▶ [Document passage]
** BEGIN **

Setting up a basic nomad cluster

Create your very own cluster ready to scale out
Published: 2023-07-17T23:42Z

Running containers is basically my bread and butter these days. While at work I have to use kubernetes, outside of work and at previous employers I prefer using nomad for workload orchestration.

Following the steps described in this post should yield you a functional cluster with load-balancing, name-based routing and the ability to add plenty of plugins for things like auto-scaling your services.

Why not kubernetes

Don’t get me wrong, kubernetes is fine, especially with the whole ecosystem that has grown around it, but properly managing it in a production environment easily takes a team to ensure no downtime during upgrades of the cluster and the like.

There’s simply way too many moving parts to kubernetes and it’s plugins that make up a platform for a single person to understand and to be able to recover in a disaster scenario.

While things get a bit better when using a package manager like helm, it obfuscates how the components used to build the application even further and it doesn’t really help when writing your own software that much.

Quick references

Some terms that nomad use might be a bit confusing. Here’s a quick list of what those terms mean, even though I’ll stick with my own terms.

Theirs Mine Description
node node Machine participating in the cluster
server manager Instance of nomad that orchastrates workload
client worker Instance of nomad that executes workload

Prerequisites

We need a single machine with the following attributes

While technically you can work with a dynamic address on a home server as well, that’ll require setting up a DDNS service which we’ll not cover in this post.

** END **

▶ [Requirements]
(a) In the post on setting up a nomad cluster, which term does the author use in place of nomad's "client"?
(b) State whether each statement agrees with the post on setting up a nomad cluster, answering yes or no and quoting the deciding words: (i) The author uses kubernetes at work. (ii) The post explains how to set up a DDNS service. (iii) The author holds that helm makes the components of an application clearer.
(c) Extend the post on setting up a nomad cluster, picking up after its final sentence.

▶ [Supplied information]
** BEGIN **

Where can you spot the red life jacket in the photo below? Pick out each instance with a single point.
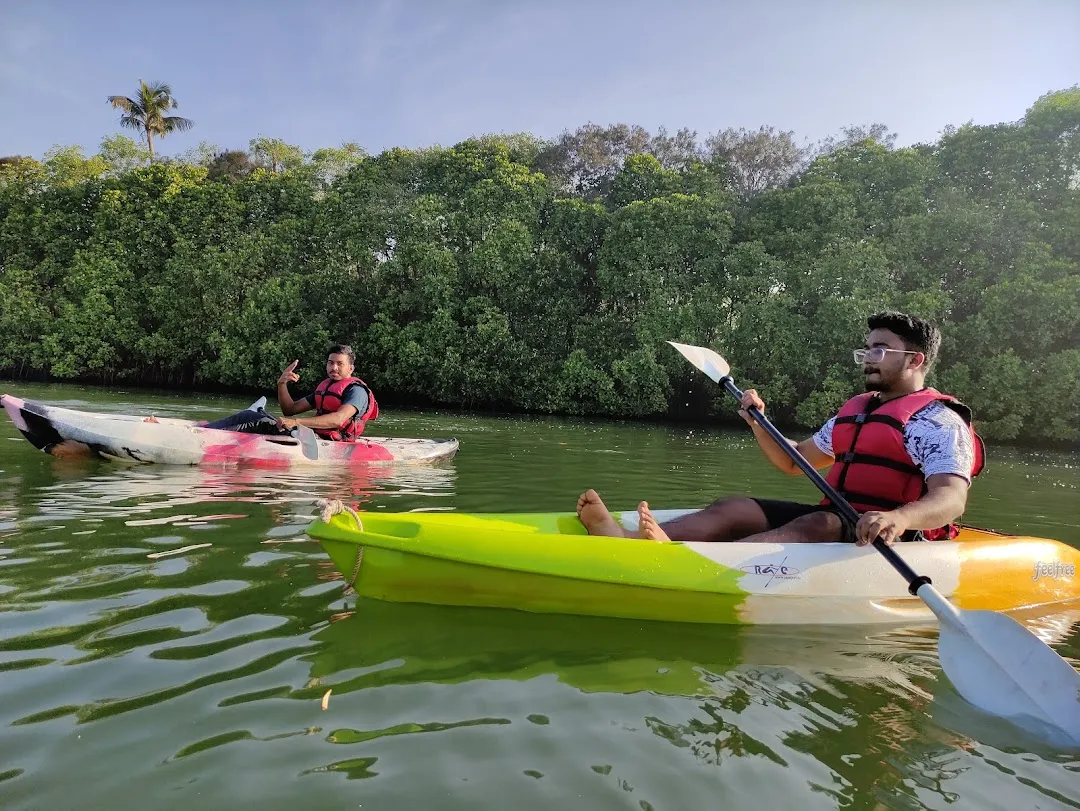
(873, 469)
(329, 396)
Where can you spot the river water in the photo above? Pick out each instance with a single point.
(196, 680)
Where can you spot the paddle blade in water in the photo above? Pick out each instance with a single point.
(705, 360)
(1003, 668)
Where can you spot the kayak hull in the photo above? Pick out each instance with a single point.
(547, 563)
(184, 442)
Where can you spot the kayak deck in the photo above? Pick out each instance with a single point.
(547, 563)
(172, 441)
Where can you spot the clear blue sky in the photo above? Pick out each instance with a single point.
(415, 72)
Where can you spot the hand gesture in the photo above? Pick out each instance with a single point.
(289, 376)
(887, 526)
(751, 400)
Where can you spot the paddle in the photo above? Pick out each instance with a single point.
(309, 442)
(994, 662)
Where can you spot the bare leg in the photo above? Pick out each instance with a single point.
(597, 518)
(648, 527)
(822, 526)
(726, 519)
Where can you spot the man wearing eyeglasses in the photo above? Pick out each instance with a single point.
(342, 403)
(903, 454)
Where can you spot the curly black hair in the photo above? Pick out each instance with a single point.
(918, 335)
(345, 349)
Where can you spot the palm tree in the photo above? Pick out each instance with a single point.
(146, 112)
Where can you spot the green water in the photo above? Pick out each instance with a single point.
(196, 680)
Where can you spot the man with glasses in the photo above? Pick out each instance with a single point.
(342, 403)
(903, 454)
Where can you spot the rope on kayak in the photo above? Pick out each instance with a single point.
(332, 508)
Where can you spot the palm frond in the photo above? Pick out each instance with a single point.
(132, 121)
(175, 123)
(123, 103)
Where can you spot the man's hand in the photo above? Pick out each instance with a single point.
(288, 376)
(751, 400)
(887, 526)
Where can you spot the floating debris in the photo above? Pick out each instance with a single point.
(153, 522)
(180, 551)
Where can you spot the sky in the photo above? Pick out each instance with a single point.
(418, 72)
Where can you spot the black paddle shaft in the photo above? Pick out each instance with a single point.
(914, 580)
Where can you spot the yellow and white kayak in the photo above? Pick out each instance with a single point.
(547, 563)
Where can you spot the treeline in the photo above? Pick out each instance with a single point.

** END **

▶ [Solved tasks]
(a) Worker.

(b)
(i) Yes: "While at work I have to use kubernetes"
(ii) No: "which we’ll not cover in this post"
(iii) No: "it obfuscates how the components used to build the application even further"

(c)
In this post, I’ll be assuming your machine is running within a 172.16.0.0/24 subnet with the DHCP range from .100 through .200, and your public IP address is 1.2.3.4. This means the IP addresses that end below 100 will be free to use within the local network. Adjust as applicable to your environment.

Setting up the network

Because we’ll have a couple roles that our machine(s) will fulfill, and any machine in the cluster may go down, we’ll start with setting up floating IP addresses.

For the floating IP addresses, we’ll use keepalived, which is a software routing implementation, but we’re just interested in it’s VRRP implementation.

xbps-install -S keepalived

For the 3 main roles we’ll have in our cluster, we’ll define 3 virtual routers using keepalived on the internal network, roughly as follows. Do keep in mind your network interface and network range may be different.

# /etc/keepalived/keepalived.conf

# Internal IP address for the loadbalancer roles
vrrp_instance VI_LOADBALANCER {
  state BACKUP
  interface eth0
  virtual_router_id 10
  priority 100
  advert_int 1
  virtual_ipaddress {
    172.16.0.10/24
  }
  authentication {
    auth_type PASS
    auth_pass changeme-lb
  }
}

# Internal IP address for manager nodes
vrrp_instance VI_MANAGEMENT {
  state BACKUP
  interface eth0
  virtual_router_id 20
  priority 100
  advert_int 1
  virtual_ipaddress {
    172.16.0.20/24
  }
  authentication {
    auth_type PASS
    auth_pass changeme-management
  }
}

# Internal IP address for worker nodes
vrrp_instance VI_WORKER {
  state BACKUP
  interface eth0
  virtual_router_id 80
  priority 100
  advert_int 1
  virtual_ipaddress {
    172.16.0.80/24
  }
  authentication {
    auth_type PASS
    auth_pass changeme-worker
  }
}

After (re)starting the service, you should be able to see the IP addresses registered on the interface of your machine using ip addr.

Setting up the service mesh

Now the more modern fun starts, getting a service mesh up-and-running. For keeping track of what’s in the cluster, we’ll use consul. Aside from keeping track of what services are running, we’ll also use consul to bootstrap the nomad cluster’s connections, so we don’t have to write that information twice.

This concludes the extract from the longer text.